─── Data under study ───
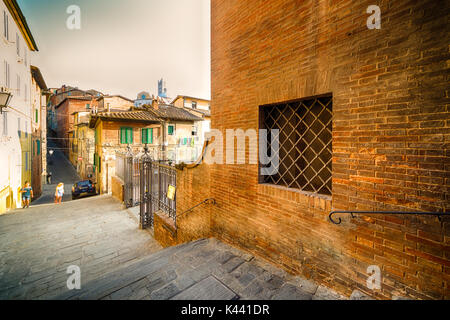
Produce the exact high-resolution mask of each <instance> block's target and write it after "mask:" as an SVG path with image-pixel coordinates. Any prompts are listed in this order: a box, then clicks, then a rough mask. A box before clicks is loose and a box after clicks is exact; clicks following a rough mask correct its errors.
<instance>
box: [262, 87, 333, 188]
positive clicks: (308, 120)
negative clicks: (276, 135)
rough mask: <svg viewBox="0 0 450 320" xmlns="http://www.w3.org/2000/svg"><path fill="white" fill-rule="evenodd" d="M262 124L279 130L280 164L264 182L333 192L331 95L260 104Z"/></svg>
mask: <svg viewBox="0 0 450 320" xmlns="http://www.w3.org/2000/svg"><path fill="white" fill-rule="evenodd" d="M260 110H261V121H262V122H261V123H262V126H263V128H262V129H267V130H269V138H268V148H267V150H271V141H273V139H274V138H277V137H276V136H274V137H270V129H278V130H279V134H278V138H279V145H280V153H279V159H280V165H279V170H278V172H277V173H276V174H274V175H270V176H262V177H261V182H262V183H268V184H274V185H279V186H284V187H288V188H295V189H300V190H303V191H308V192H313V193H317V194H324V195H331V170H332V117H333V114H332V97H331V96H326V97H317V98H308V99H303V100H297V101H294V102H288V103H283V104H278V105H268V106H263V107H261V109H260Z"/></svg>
───
Problem requirements: Lay out every line of the data above as a numbered list, leaving out blank lines and the picture.

Solution for this exercise:
1. Produce the exact high-resolution mask of each <instance> block's target and write it after "mask:" as an SVG path with image-pixel coordinates. Any prompts are listed in this order: a box, then clicks, then a rough mask. A box before clicks is loose and a box after clicks is exact; clicks following a rough mask correct its errors.
2. <instance>
3. box: [262, 87, 333, 188]
4. positive clicks: (308, 120)
5. negative clicks: (276, 135)
6. rough mask: <svg viewBox="0 0 450 320" xmlns="http://www.w3.org/2000/svg"><path fill="white" fill-rule="evenodd" d="M262 124L279 130L280 164L264 182L333 192L331 95L260 104Z"/></svg>
7. mask: <svg viewBox="0 0 450 320" xmlns="http://www.w3.org/2000/svg"><path fill="white" fill-rule="evenodd" d="M260 110H261V121H262V122H261V123H262V126H263V128H262V129H267V130H269V138H268V148H267V150H271V141H273V139H274V138H277V137H276V136H274V137H270V129H278V130H279V134H278V138H279V145H280V153H279V159H280V165H279V170H278V172H277V173H276V174H274V175H270V176H262V177H261V182H262V183H268V184H274V185H279V186H284V187H288V188H295V189H300V190H303V191H308V192H313V193H317V194H324V195H331V170H332V117H333V114H332V97H331V96H326V97H317V98H308V99H303V100H297V101H294V102H288V103H283V104H278V105H268V106H263V107H261V109H260Z"/></svg>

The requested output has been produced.